**WORK REQUIRED**
Set down the data that follows, exactly and completely.

------------------------------

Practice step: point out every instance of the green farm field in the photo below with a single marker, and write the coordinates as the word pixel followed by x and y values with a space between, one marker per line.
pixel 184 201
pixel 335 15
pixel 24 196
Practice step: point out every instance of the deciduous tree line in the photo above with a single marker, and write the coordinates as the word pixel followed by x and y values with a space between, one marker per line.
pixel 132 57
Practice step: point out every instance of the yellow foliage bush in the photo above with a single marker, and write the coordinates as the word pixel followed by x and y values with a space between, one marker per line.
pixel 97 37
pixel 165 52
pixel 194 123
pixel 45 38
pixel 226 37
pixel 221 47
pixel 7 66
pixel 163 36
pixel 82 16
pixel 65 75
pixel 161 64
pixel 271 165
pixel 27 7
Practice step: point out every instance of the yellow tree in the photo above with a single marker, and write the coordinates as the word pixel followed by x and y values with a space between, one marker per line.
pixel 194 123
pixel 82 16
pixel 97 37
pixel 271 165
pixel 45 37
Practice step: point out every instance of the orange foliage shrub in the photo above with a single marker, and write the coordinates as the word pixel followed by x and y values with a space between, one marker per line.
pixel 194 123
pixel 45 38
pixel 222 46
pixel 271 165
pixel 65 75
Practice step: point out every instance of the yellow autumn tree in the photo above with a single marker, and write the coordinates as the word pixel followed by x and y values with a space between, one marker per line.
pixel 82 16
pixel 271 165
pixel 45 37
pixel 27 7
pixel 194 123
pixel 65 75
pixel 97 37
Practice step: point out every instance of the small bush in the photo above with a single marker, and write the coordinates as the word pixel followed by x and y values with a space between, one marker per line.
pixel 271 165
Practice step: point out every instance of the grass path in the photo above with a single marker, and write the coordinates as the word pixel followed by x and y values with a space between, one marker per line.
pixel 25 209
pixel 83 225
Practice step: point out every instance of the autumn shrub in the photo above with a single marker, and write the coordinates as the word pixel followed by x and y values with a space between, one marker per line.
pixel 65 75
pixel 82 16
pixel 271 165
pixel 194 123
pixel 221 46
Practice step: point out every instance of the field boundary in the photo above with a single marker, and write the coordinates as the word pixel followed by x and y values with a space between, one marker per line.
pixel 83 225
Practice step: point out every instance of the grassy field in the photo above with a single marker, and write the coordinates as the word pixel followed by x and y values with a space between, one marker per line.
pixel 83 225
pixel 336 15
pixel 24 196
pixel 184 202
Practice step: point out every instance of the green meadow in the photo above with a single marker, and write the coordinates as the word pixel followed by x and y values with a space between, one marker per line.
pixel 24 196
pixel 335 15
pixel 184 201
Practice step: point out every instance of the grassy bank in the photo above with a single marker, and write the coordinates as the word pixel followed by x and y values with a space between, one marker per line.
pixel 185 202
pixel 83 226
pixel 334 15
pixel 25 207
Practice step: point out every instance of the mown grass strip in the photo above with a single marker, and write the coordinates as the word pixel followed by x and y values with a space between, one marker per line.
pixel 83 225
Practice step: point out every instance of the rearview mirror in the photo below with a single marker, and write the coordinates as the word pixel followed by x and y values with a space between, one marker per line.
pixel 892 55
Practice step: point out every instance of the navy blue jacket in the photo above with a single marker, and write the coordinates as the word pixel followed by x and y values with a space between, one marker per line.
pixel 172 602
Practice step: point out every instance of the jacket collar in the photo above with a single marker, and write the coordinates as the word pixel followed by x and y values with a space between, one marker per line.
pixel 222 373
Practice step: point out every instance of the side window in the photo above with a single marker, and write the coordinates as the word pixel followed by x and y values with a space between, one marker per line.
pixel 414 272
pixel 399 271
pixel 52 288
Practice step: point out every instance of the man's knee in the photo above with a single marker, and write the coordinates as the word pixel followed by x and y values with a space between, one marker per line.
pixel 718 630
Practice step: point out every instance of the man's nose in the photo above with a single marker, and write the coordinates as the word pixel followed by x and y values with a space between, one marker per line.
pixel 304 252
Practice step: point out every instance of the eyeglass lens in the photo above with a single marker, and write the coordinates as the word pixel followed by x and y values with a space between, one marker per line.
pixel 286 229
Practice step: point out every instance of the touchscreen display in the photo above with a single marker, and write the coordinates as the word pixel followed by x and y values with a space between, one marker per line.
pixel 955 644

------------------------------

**WRITTEN RESPONSE**
Practice step: point out every instance of the green farm field in the photo below with a single marker, and write the coordinates as the word pixel followed by x and y values with a space between, one marker per line.
pixel 184 201
pixel 335 15
pixel 24 196
Practice step: point out every instance of the deciduous tree line in the photo above with a single marker, and write the coordinates as the word pixel followed by x and y values with a space between, one marker per line.
pixel 132 57
Practice step: point out every instance of the yellow foliage bush in the photo above with a single marker, and write the coordinates as the word pixel followed by x and y values with a space between, one marker per line.
pixel 97 37
pixel 165 52
pixel 194 123
pixel 45 38
pixel 226 37
pixel 221 47
pixel 7 66
pixel 163 36
pixel 82 16
pixel 65 75
pixel 161 64
pixel 271 165
pixel 27 7
Practice step: point out every instance of the yellow tree in the photo above with a single marker, and write the coordinates as the word pixel followed by x and y values with a space between, one marker per line.
pixel 194 123
pixel 82 16
pixel 97 37
pixel 271 165
pixel 45 37
Practice step: point out every instance of the orange foliage shrub in the photo above with a single marker, and write the coordinates as the word pixel followed by x and y values with a space between, one marker per line.
pixel 194 123
pixel 45 38
pixel 222 46
pixel 271 165
pixel 65 75
Practice step: point out every instance of the yellow autumn tree in the photo above with a single marker, and write the coordinates as the word pixel followed by x and y values with a space between, one marker per line.
pixel 82 16
pixel 271 165
pixel 45 37
pixel 27 7
pixel 194 123
pixel 65 75
pixel 97 37
Practice step: point out every instance of the small bush in the photo above with a single marker, and write the coordinates as the word pixel followed by x and y values with a space between, one marker per line.
pixel 271 165
Practice step: point out every instance of the grass path in the photo above with a single marker, and write the coordinates as the word pixel followed by x and y values with a space between, one marker per line.
pixel 25 209
pixel 83 225
Practice step: point out every instance of the autumn shrub in the photo above with a single marker, and write the coordinates as the word pixel followed by x and y values with a space between, one marker per line.
pixel 65 75
pixel 82 16
pixel 271 165
pixel 194 123
pixel 221 46
Practice step: point out every instance of the field boundary in the photo above with a single marker, and write the coordinates as the word pixel followed by x and y values with a space between, one marker per line.
pixel 83 225
Practice step: point out every instance of the grassy field in the photo above with a single marker, and write the coordinates as the word pixel followed by x and y values with a space between, one marker per line.
pixel 83 225
pixel 336 15
pixel 24 196
pixel 184 202
Practice step: point out every instance of the green meadow in the photo above with a single marker, and write the coordinates as the word pixel followed by x and y values with a space between, one marker per line.
pixel 24 196
pixel 335 15
pixel 184 201
Practice step: point out every instance of the grassy bank in the photo above with a single marker, and write the coordinates as the word pixel followed by x and y values with a space between, one marker per line.
pixel 185 202
pixel 83 226
pixel 334 15
pixel 25 207
Practice step: point out every instance of the mown grass strip in the photo above with a single marker, and write the coordinates as the word pixel followed by x and y values with a space between, one marker per line.
pixel 83 225
Practice step: point out every instance of the rearview mirror in the photo below with a single marker, and write the coordinates as the word pixel followed by x and y values with a space between, one marker per line.
pixel 892 55
Practice step: point out every instance of the navy blue jacket in the photo above with a single marker, and write the coordinates as the word pixel followed by x and y values with a space between, one marker per line.
pixel 172 602
Practice step: point out every instance of the jacket collar in the photo above with a single marker, and write the coordinates as the word pixel followed by x and y values with a space between, one marker per line.
pixel 222 373
Practice step: point out every instance of the side window in the photo above with a single marker, and write the coordinates as the word pixel followed by x and y values with a space between, one marker per line.
pixel 414 272
pixel 399 271
pixel 52 288
Practice step: point out every instance of the man's knee in the photo above with a single marker, and write the coordinates as the word pixel followed by x and y values with a space between, one marker per line.
pixel 718 630
Practice step: point out every instance of the man's nose in the photo above with a single marker, and write the coordinates as the word pixel followed by x and y values with a space between, one marker per line.
pixel 304 252
Practice step: point out every instance of the eyeglass lens in the photo above with a single marker, and write the coordinates as the word pixel followed by x and y values with a space between, one marker per line.
pixel 286 229
Practice step: point out every instance of the touchscreen display in the photo above with a single marker, and write the coordinates as the word pixel followed by x and y values with a space between, one marker per line.
pixel 955 644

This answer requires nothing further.